━━━━━ MATERIAL FOR THIS EXERCISE ━━━━━

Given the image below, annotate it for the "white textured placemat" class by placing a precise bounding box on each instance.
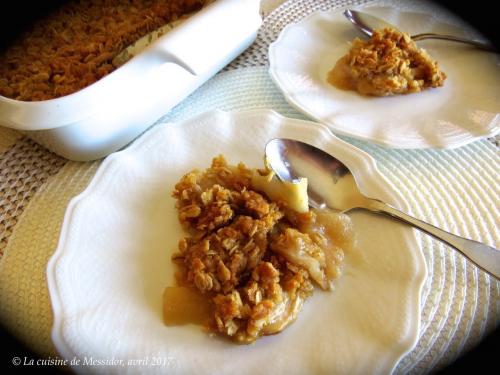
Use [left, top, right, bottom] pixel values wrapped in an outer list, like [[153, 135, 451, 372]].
[[162, 67, 500, 371], [0, 0, 498, 373], [1, 65, 498, 374], [148, 67, 500, 374]]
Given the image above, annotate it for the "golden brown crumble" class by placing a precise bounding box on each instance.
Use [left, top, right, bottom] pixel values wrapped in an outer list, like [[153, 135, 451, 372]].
[[168, 155, 355, 343], [328, 27, 446, 96], [0, 0, 205, 101]]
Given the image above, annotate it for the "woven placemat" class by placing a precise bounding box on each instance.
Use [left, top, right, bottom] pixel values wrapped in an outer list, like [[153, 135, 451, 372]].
[[158, 66, 500, 374], [1, 64, 498, 373], [0, 0, 498, 373]]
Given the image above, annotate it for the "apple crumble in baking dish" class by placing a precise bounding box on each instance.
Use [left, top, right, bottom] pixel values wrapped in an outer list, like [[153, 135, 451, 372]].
[[0, 0, 206, 101], [328, 27, 446, 96], [164, 155, 356, 343]]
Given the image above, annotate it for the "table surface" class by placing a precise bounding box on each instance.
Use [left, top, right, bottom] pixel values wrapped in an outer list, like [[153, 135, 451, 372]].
[[0, 0, 498, 373]]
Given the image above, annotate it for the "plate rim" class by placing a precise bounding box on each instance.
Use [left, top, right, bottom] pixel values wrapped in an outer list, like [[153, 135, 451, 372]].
[[47, 108, 427, 373], [268, 6, 500, 149]]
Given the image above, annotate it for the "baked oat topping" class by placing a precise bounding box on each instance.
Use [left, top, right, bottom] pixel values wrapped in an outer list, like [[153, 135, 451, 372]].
[[166, 155, 355, 343], [0, 0, 205, 101], [328, 27, 446, 96]]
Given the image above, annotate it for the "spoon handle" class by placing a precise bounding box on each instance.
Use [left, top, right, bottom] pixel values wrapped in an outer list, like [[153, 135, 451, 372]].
[[411, 33, 496, 52], [367, 200, 500, 279]]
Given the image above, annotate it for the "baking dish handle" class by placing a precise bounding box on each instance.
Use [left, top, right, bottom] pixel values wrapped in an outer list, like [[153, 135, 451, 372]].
[[146, 0, 262, 76]]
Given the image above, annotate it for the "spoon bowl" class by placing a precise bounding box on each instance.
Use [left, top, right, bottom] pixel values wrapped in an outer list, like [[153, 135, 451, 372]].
[[344, 9, 496, 52], [265, 138, 500, 279], [265, 138, 368, 211]]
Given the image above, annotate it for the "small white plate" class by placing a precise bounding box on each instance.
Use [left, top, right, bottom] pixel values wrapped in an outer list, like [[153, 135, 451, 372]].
[[268, 6, 500, 149], [47, 109, 426, 374]]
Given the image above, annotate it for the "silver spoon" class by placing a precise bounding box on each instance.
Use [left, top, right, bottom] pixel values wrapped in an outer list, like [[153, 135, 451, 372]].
[[344, 9, 496, 52], [265, 138, 500, 279]]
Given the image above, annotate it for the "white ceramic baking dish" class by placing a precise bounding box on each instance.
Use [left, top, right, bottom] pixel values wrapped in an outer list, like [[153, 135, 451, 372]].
[[0, 0, 261, 161]]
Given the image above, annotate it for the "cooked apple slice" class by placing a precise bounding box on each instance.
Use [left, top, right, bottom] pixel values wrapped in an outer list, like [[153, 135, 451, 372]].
[[251, 170, 308, 213]]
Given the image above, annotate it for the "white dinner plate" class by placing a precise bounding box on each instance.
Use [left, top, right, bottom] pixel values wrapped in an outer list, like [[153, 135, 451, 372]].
[[268, 6, 500, 149], [47, 109, 426, 374]]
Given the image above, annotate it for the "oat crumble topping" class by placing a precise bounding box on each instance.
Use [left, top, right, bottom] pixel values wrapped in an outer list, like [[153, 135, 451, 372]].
[[0, 0, 205, 101], [328, 27, 446, 96], [168, 155, 355, 343]]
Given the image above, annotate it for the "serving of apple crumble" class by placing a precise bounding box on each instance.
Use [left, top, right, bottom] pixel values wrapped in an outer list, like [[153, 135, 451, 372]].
[[165, 155, 355, 343], [328, 27, 446, 96]]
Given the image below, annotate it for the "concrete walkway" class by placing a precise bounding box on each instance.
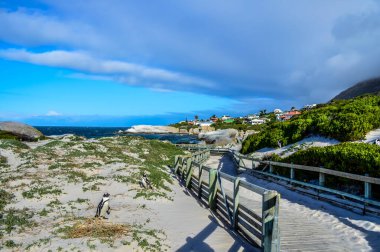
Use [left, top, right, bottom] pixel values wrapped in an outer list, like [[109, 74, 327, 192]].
[[204, 154, 380, 252]]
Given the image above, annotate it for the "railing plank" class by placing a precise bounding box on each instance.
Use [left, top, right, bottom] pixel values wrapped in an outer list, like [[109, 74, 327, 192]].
[[263, 161, 380, 185]]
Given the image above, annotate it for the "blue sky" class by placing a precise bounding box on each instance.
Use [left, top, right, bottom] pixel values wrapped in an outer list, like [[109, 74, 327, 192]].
[[1, 1, 379, 126]]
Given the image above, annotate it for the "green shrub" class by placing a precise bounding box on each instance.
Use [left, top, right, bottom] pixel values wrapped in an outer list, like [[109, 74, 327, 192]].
[[0, 189, 14, 211], [0, 155, 7, 165], [22, 186, 62, 199], [0, 139, 30, 150], [282, 143, 380, 177], [0, 131, 20, 140], [0, 208, 35, 236]]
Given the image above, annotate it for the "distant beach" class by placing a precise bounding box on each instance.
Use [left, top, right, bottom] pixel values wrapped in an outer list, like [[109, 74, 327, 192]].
[[35, 126, 200, 144]]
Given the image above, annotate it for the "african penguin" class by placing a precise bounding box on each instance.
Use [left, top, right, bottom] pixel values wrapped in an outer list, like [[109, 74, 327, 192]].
[[140, 172, 152, 189], [95, 192, 111, 219]]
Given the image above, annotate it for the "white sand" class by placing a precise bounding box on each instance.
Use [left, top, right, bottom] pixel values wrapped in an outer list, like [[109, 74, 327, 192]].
[[364, 128, 380, 143], [250, 135, 340, 159]]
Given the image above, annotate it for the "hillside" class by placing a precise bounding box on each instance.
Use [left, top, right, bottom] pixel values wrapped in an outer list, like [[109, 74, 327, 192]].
[[0, 136, 185, 251], [241, 95, 380, 154], [333, 77, 380, 100]]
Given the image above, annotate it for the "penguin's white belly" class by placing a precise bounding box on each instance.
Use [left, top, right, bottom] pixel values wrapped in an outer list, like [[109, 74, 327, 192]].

━━━━━

» WHAT YOU WILL DO: Your task is to copy every line in the entries that holds the string "handle".

» YOUR SOLUTION:
Given the image above, annotate it for the "spoon handle" class by placing a precise bounding box on each instance.
Given the image above, annotate it for the "baking dish handle" class by placing a precise bounding box on each instance.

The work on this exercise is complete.